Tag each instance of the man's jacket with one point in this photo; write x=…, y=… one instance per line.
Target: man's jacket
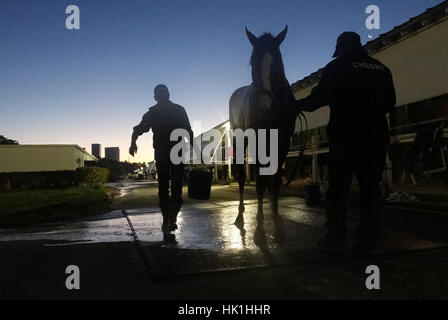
x=359, y=91
x=163, y=119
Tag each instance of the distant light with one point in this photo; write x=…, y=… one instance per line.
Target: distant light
x=226, y=125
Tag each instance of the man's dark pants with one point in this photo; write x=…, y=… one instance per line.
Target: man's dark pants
x=367, y=163
x=167, y=171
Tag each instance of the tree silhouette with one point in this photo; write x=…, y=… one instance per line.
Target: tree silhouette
x=4, y=140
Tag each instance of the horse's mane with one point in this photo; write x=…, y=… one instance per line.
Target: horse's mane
x=266, y=43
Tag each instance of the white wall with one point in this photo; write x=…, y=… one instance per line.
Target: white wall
x=419, y=65
x=35, y=158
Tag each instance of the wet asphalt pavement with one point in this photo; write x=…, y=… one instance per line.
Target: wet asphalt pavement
x=210, y=257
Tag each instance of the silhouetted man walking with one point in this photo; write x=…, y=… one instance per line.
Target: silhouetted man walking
x=359, y=91
x=163, y=118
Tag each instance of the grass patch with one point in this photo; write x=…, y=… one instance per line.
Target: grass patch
x=25, y=207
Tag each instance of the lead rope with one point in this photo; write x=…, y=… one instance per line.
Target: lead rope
x=302, y=148
x=139, y=245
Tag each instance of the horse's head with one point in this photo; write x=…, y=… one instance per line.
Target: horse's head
x=266, y=61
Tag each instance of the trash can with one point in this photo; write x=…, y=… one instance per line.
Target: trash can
x=199, y=184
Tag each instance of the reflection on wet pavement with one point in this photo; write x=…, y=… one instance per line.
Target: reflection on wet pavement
x=207, y=238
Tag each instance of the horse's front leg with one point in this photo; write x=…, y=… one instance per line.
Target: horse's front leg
x=274, y=192
x=241, y=174
x=262, y=182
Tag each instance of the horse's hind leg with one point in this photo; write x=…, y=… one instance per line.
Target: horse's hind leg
x=274, y=191
x=241, y=176
x=262, y=183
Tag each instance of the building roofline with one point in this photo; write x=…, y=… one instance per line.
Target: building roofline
x=43, y=146
x=414, y=25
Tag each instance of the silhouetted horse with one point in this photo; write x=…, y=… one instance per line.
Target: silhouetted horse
x=266, y=104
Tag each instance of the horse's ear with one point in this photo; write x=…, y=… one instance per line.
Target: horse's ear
x=281, y=36
x=252, y=38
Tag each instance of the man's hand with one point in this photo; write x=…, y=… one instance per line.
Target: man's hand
x=133, y=148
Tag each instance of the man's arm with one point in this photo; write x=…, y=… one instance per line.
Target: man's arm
x=142, y=127
x=320, y=95
x=390, y=97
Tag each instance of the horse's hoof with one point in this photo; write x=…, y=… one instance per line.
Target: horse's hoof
x=239, y=221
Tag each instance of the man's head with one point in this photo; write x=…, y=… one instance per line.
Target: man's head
x=347, y=41
x=161, y=93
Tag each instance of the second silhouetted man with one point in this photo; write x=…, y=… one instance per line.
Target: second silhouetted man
x=163, y=118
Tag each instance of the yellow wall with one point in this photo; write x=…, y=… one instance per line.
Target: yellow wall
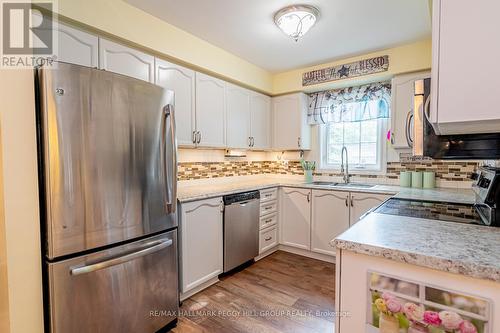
x=125, y=21
x=20, y=201
x=403, y=59
x=4, y=287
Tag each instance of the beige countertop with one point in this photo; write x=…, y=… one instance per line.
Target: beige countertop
x=459, y=248
x=210, y=188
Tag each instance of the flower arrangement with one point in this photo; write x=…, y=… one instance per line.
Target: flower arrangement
x=420, y=319
x=444, y=321
x=388, y=305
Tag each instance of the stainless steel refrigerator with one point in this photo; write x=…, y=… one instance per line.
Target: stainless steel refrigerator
x=108, y=171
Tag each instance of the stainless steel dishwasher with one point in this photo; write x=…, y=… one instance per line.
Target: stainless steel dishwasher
x=241, y=228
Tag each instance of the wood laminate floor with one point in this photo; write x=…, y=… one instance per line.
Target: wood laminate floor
x=283, y=292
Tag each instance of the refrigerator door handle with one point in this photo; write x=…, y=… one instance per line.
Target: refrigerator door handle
x=152, y=248
x=171, y=189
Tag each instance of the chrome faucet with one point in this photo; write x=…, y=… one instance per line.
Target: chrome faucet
x=345, y=171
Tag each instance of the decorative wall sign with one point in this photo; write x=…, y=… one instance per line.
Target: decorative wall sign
x=346, y=71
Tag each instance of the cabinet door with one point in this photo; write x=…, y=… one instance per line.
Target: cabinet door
x=74, y=46
x=403, y=91
x=295, y=218
x=363, y=202
x=202, y=242
x=210, y=111
x=290, y=129
x=465, y=87
x=260, y=110
x=330, y=218
x=182, y=81
x=124, y=60
x=238, y=116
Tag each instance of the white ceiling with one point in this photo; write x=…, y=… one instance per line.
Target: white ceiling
x=345, y=28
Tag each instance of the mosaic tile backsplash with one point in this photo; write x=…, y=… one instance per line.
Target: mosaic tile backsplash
x=445, y=170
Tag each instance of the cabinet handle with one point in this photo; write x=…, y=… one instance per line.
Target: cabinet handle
x=409, y=118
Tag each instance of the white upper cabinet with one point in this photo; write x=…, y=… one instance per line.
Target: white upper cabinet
x=182, y=81
x=295, y=217
x=238, y=117
x=330, y=218
x=210, y=111
x=260, y=111
x=77, y=47
x=361, y=203
x=73, y=46
x=290, y=128
x=402, y=108
x=465, y=80
x=124, y=60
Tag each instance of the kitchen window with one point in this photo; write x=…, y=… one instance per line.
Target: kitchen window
x=364, y=141
x=355, y=118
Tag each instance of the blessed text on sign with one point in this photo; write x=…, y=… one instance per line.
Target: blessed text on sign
x=345, y=71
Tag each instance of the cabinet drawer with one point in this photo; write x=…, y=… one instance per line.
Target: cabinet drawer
x=268, y=195
x=268, y=220
x=268, y=239
x=268, y=208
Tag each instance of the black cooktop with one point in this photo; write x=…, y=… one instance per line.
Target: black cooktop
x=443, y=211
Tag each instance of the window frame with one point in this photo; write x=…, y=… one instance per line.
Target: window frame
x=380, y=169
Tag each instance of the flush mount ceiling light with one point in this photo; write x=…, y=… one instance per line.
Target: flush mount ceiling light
x=296, y=20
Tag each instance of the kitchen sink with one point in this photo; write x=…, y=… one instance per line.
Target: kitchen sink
x=323, y=183
x=353, y=185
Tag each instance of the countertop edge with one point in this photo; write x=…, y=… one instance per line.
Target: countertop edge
x=374, y=190
x=436, y=263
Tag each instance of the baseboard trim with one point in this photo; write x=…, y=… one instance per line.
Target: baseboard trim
x=199, y=288
x=308, y=254
x=268, y=252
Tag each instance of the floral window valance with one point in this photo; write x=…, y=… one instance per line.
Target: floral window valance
x=371, y=101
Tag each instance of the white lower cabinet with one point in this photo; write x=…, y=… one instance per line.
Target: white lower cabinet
x=268, y=239
x=201, y=242
x=295, y=216
x=330, y=218
x=363, y=202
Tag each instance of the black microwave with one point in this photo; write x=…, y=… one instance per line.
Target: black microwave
x=463, y=146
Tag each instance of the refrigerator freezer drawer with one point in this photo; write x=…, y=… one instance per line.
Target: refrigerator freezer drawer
x=129, y=288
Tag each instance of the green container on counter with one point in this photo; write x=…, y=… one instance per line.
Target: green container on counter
x=416, y=179
x=405, y=179
x=429, y=179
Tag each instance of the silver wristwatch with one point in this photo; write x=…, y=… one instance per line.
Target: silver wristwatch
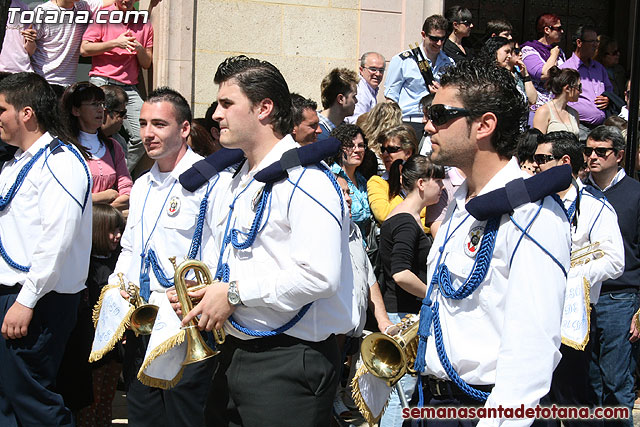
x=233, y=296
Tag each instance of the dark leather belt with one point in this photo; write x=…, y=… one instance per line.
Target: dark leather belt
x=448, y=390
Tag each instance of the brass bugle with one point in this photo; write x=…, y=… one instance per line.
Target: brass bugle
x=197, y=348
x=391, y=357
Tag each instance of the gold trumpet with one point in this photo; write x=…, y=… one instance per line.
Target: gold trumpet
x=197, y=348
x=586, y=254
x=390, y=357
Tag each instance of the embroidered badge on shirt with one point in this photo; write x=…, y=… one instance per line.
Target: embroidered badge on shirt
x=174, y=206
x=472, y=242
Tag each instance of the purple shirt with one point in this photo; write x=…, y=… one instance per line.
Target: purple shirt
x=594, y=81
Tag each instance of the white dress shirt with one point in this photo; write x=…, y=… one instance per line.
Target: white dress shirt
x=597, y=222
x=174, y=231
x=301, y=254
x=45, y=226
x=507, y=332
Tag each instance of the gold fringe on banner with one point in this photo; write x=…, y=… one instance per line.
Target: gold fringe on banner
x=175, y=340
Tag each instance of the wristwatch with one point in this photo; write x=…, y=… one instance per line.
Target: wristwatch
x=233, y=296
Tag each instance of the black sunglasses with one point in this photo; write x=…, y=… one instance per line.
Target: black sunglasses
x=440, y=114
x=600, y=151
x=437, y=39
x=390, y=149
x=541, y=159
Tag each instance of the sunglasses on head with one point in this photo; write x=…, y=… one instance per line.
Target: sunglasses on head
x=600, y=151
x=440, y=114
x=541, y=159
x=437, y=39
x=391, y=149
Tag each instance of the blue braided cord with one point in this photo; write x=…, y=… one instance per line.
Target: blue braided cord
x=82, y=205
x=11, y=262
x=317, y=201
x=515, y=249
x=446, y=364
x=540, y=246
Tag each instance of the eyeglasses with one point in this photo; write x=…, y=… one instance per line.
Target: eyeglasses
x=390, y=149
x=375, y=69
x=437, y=39
x=440, y=114
x=120, y=113
x=541, y=159
x=95, y=104
x=600, y=151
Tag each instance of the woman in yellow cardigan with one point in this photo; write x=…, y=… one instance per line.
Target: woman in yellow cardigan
x=398, y=143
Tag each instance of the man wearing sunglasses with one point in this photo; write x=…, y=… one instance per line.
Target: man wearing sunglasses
x=593, y=221
x=612, y=363
x=501, y=336
x=372, y=67
x=405, y=84
x=595, y=81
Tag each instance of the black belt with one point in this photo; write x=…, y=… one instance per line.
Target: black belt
x=267, y=343
x=443, y=389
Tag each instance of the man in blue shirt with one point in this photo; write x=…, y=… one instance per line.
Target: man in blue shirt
x=405, y=84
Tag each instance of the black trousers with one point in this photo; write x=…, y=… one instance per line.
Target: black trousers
x=182, y=405
x=29, y=365
x=278, y=381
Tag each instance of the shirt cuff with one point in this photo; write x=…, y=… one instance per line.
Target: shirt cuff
x=27, y=297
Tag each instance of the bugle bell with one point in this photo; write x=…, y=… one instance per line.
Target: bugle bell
x=197, y=348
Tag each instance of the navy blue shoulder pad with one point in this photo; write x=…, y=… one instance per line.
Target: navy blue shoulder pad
x=203, y=170
x=518, y=192
x=302, y=156
x=594, y=191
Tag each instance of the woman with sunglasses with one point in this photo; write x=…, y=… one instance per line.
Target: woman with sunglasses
x=404, y=248
x=82, y=105
x=346, y=164
x=459, y=28
x=542, y=54
x=556, y=115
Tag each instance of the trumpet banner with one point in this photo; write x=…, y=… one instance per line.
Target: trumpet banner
x=111, y=317
x=162, y=366
x=576, y=313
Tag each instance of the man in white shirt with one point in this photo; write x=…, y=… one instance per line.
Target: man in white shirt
x=497, y=305
x=162, y=221
x=593, y=222
x=284, y=264
x=45, y=241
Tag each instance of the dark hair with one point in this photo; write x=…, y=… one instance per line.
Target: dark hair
x=345, y=134
x=181, y=108
x=486, y=88
x=298, y=104
x=457, y=14
x=608, y=133
x=73, y=97
x=31, y=90
x=207, y=121
x=579, y=34
x=106, y=219
x=558, y=79
x=489, y=51
x=496, y=26
x=114, y=96
x=545, y=20
x=435, y=22
x=339, y=81
x=260, y=80
x=565, y=143
x=527, y=144
x=414, y=168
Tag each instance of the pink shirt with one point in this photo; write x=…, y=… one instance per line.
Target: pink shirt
x=118, y=64
x=105, y=175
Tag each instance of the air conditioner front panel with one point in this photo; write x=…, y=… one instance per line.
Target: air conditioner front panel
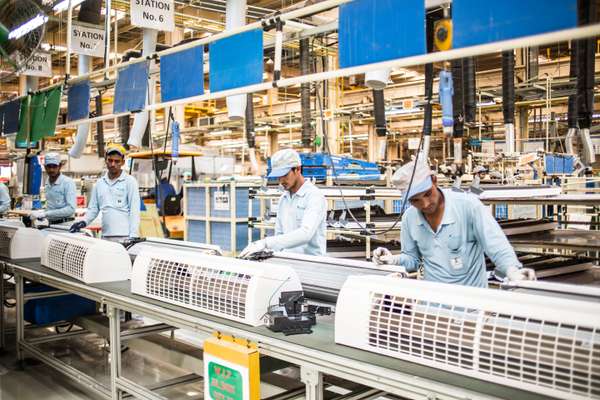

Written instruction:
Please copy the entries above word for word, beginning with their first line and stopping after the line that contains "x=167, y=171". Leave the pictures out of your copy.

Response:
Tag each instance of the man's jacket with one point in this photo; write x=…, y=… one instance per line.
Target: man's jacket
x=359, y=91
x=163, y=119
Tag each instance of the distant light with one point in this photo; write x=…, y=… one instance per line.
Target: distant light
x=226, y=125
Tag each instance of the man's dark pants with one point in this photo; write x=…, y=… one instance per line.
Target: man's dark pants
x=367, y=163
x=167, y=171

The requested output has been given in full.